***** SOURCE MATERIAL *****
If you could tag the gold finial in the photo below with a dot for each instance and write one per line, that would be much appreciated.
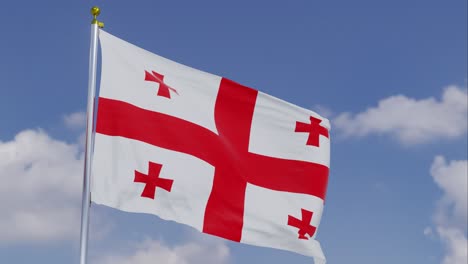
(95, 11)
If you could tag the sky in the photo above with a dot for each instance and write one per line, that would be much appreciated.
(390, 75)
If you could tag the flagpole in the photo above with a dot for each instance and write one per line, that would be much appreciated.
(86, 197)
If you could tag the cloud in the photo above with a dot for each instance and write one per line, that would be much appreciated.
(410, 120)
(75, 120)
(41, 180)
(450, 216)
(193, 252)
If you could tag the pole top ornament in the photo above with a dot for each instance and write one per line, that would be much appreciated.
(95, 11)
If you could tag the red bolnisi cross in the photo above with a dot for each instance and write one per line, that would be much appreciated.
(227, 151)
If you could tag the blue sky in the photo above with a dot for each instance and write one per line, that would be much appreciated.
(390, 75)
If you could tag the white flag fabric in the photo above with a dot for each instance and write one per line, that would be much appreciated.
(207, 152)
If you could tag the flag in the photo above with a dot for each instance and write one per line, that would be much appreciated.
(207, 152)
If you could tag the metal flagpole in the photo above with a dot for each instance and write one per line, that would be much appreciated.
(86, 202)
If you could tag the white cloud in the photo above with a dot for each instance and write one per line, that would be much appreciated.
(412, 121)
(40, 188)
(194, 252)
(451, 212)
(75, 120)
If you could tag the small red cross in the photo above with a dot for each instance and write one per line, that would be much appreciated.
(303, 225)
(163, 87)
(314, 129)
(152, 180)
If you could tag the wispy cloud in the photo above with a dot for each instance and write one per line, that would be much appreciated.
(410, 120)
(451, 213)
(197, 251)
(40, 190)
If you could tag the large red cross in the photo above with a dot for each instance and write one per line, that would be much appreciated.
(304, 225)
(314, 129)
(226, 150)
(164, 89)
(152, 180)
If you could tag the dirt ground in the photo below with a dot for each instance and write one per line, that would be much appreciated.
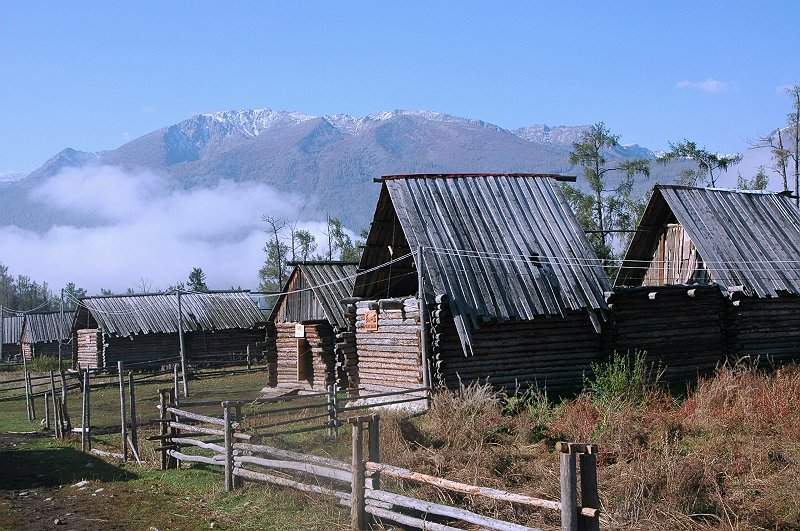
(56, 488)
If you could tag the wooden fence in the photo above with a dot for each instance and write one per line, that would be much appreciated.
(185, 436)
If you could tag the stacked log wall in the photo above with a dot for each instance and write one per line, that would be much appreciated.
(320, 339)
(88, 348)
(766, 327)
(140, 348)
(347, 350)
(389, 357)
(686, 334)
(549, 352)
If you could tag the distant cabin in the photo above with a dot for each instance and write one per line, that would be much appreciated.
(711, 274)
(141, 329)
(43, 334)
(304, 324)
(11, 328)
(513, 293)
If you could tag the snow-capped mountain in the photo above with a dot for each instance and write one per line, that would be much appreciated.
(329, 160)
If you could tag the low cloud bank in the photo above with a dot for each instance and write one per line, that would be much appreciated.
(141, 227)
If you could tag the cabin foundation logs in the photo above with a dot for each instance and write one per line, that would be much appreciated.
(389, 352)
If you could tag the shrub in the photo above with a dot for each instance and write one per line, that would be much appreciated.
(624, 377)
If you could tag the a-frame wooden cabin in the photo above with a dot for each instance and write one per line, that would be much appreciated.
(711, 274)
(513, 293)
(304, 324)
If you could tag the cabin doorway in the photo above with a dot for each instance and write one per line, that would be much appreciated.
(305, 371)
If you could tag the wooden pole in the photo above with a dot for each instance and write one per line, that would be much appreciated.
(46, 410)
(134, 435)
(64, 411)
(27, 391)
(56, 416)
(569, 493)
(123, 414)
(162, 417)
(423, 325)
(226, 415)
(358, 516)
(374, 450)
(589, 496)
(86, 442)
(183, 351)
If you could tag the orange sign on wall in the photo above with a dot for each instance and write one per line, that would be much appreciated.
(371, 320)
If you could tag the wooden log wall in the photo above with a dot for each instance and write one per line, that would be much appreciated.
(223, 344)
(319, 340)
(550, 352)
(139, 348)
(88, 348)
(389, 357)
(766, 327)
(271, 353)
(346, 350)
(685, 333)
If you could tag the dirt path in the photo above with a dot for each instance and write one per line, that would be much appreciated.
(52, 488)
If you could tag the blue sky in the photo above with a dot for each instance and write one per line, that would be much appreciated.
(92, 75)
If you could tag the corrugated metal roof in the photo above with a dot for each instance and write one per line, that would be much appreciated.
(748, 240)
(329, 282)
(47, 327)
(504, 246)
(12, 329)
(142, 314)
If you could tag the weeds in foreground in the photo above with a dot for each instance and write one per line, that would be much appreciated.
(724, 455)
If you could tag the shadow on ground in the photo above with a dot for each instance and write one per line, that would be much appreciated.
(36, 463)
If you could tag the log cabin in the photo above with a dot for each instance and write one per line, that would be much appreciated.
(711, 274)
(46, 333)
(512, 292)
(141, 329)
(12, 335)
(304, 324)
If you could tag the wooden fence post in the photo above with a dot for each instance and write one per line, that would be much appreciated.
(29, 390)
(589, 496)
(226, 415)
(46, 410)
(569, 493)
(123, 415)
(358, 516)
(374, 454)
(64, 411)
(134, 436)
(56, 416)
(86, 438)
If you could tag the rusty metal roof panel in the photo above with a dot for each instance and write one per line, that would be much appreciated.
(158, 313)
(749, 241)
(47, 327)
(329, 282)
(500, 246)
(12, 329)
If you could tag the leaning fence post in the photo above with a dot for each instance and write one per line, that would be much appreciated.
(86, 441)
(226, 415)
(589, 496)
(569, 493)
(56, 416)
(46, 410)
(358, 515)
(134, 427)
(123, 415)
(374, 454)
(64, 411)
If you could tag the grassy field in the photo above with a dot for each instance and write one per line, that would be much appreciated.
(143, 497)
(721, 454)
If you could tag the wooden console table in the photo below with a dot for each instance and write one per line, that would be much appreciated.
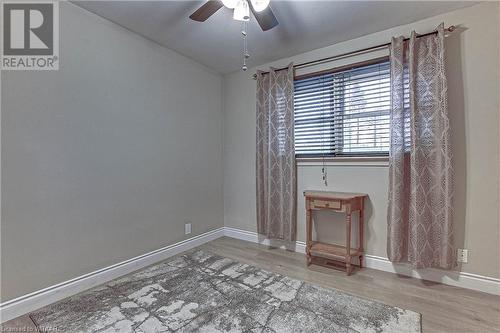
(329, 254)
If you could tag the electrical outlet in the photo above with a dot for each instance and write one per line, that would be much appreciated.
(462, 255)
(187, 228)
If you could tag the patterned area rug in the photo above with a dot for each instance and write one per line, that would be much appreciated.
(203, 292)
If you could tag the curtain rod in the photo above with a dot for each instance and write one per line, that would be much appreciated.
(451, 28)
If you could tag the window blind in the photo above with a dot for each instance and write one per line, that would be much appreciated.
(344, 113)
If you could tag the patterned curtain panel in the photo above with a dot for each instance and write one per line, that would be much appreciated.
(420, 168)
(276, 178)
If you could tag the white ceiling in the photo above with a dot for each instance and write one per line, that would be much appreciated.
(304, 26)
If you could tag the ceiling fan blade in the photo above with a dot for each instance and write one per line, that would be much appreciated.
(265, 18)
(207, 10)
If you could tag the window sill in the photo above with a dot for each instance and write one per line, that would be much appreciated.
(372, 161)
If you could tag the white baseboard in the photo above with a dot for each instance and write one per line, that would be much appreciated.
*****
PROBLEM TO SOLVE
Each line from the one that includes "If you could tag the window sill" down to the close of the records above is to be given again exactly, and no other line is to appear.

TASK ANSWER
If you could tag the window sill in the photo above with a dot for each instance and write one per line, that would be much appreciated.
(372, 161)
If you could tag the white baseboard in the photo above with a dot for each instance and write one per line, that would be much appreciated.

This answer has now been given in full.